▶ **Given request 1**:
Retype the section of the passage below about the economics history class, starting at "The author was" and ending at "in future editions.".

━━━━━ Quoted text

The author was Roger Backhouse. And the book was The Penguin History of Economics (UK ed., US ed.).
I teach with Harro Maas, a course “Contemporary Economic thought in a Historical Perspective” at a new venture, modeled on a liberal arts curriculum, the Amsterdam University College. They require the first year courses to have a textbook and since we both admire Roger’s Penguin history we chose that one. It was Harro’s great idea of inviting Roger for a meeting with the students. After discussing the book for 5 weeks, they could ask questions of expansion or clarification or make suggestions to the author on what to write in future editions.
From the 25 students came questions like: what is the best form of economic organization, markets or the state? what works best capitalism or socialism? should we adopt sociological approaches to risk analysis instead of relying on mathematical models? That’s right! Students querying the historian on what economics to believe, and if the past could arbitrate on these dilemmas. Roger did his best to answer and not answer the questions, but not far into the conversation he was politely labeled a Keynesian. The tone was always interested and there was no disappointment from either side, and some questions were properly historical such as why some ideas developed in some countries (often their own) and not somewhere else…
To conclude, a student spoke of a concern that many had voiced before. Roger’s text has too many names, too much happens and it is hence difficult to summarize. The student asked for the ten most important economists of history that would make a summary. Roger gave us then a “Hamlet without the Prince”. The history of economics as the history of its identity, as subordinate to morality, breaking out as a subject in political and moral philosophy, finally in the twentieth century the economic becoming its field of professional and academic expertise.

━━━━━━━━━━

▶ **Given request 2**:
From the rows below, pull out every line containing the word "dark".

━━━━━ Data records

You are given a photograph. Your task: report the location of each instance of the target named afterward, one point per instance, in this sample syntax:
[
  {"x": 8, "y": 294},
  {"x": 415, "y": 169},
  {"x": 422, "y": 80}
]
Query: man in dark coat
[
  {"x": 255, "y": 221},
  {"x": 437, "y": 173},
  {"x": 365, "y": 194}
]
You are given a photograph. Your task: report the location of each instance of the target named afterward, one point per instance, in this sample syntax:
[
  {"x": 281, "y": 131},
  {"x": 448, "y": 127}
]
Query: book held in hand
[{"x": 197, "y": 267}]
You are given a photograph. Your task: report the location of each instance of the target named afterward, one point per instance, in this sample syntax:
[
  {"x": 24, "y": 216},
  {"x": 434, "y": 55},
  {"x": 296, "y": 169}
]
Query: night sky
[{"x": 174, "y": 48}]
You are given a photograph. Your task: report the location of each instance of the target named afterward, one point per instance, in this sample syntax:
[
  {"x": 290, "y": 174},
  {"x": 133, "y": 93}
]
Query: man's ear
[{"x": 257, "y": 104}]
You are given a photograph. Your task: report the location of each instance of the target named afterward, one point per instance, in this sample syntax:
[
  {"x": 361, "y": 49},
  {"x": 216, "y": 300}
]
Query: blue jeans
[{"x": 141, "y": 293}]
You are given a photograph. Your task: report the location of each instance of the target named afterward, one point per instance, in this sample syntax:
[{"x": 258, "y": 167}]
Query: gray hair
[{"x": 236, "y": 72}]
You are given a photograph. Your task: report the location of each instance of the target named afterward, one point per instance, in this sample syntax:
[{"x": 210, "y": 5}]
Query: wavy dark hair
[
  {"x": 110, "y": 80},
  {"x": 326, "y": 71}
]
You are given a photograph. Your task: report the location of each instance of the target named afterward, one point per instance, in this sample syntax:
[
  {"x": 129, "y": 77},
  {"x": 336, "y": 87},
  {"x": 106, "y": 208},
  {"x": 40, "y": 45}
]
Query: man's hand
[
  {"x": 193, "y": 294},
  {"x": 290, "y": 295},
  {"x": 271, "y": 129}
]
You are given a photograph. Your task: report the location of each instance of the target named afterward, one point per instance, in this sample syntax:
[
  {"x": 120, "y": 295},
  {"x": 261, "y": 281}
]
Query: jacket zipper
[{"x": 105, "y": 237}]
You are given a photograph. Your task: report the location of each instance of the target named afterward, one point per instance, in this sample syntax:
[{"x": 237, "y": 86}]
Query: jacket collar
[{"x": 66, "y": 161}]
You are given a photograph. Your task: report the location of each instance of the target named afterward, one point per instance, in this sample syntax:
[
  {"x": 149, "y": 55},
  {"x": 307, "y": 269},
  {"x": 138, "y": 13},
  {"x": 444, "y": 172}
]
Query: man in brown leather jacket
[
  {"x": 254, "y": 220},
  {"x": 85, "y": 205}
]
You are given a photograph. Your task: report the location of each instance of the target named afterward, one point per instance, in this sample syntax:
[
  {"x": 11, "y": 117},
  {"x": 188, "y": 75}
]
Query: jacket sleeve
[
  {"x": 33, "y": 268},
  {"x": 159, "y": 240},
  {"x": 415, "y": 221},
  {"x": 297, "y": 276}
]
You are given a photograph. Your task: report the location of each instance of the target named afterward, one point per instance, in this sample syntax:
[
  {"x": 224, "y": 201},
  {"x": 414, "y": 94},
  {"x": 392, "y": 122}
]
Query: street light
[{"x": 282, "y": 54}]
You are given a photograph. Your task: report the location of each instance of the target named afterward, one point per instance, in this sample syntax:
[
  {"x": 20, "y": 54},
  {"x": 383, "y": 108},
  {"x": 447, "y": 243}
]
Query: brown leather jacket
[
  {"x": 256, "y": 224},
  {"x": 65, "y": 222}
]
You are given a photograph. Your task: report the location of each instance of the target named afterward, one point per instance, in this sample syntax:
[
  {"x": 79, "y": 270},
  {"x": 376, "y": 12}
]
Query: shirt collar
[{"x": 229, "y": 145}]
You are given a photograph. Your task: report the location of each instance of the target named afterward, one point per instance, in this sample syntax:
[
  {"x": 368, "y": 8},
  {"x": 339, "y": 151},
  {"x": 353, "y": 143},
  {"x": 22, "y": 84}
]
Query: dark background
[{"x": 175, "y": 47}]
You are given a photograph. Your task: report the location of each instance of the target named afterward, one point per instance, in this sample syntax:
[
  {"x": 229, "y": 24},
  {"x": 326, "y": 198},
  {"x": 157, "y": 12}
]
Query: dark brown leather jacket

━━━━━━━━━━

▶ **Correct response 1**:
The author was Roger Backhouse. And the book was The Penguin History of Economics (UK ed., US ed.).
I teach with Harro Maas, a course “Contemporary Economic thought in a Historical Perspective” at a new venture, modeled on a liberal arts curriculum, the Amsterdam University College. They require the first year courses to have a textbook and since we both admire Roger’s Penguin history we chose that one. It was Harro’s great idea of inviting Roger for a meeting with the students. After discussing the book for 5 weeks, they could ask questions of expansion or clarification or make suggestions to the author on what to write in future editions.

▶ **Correct response 2**:
Query: man in dark coat
Query: wavy dark hair
Query: dark background
Query: dark brown leather jacket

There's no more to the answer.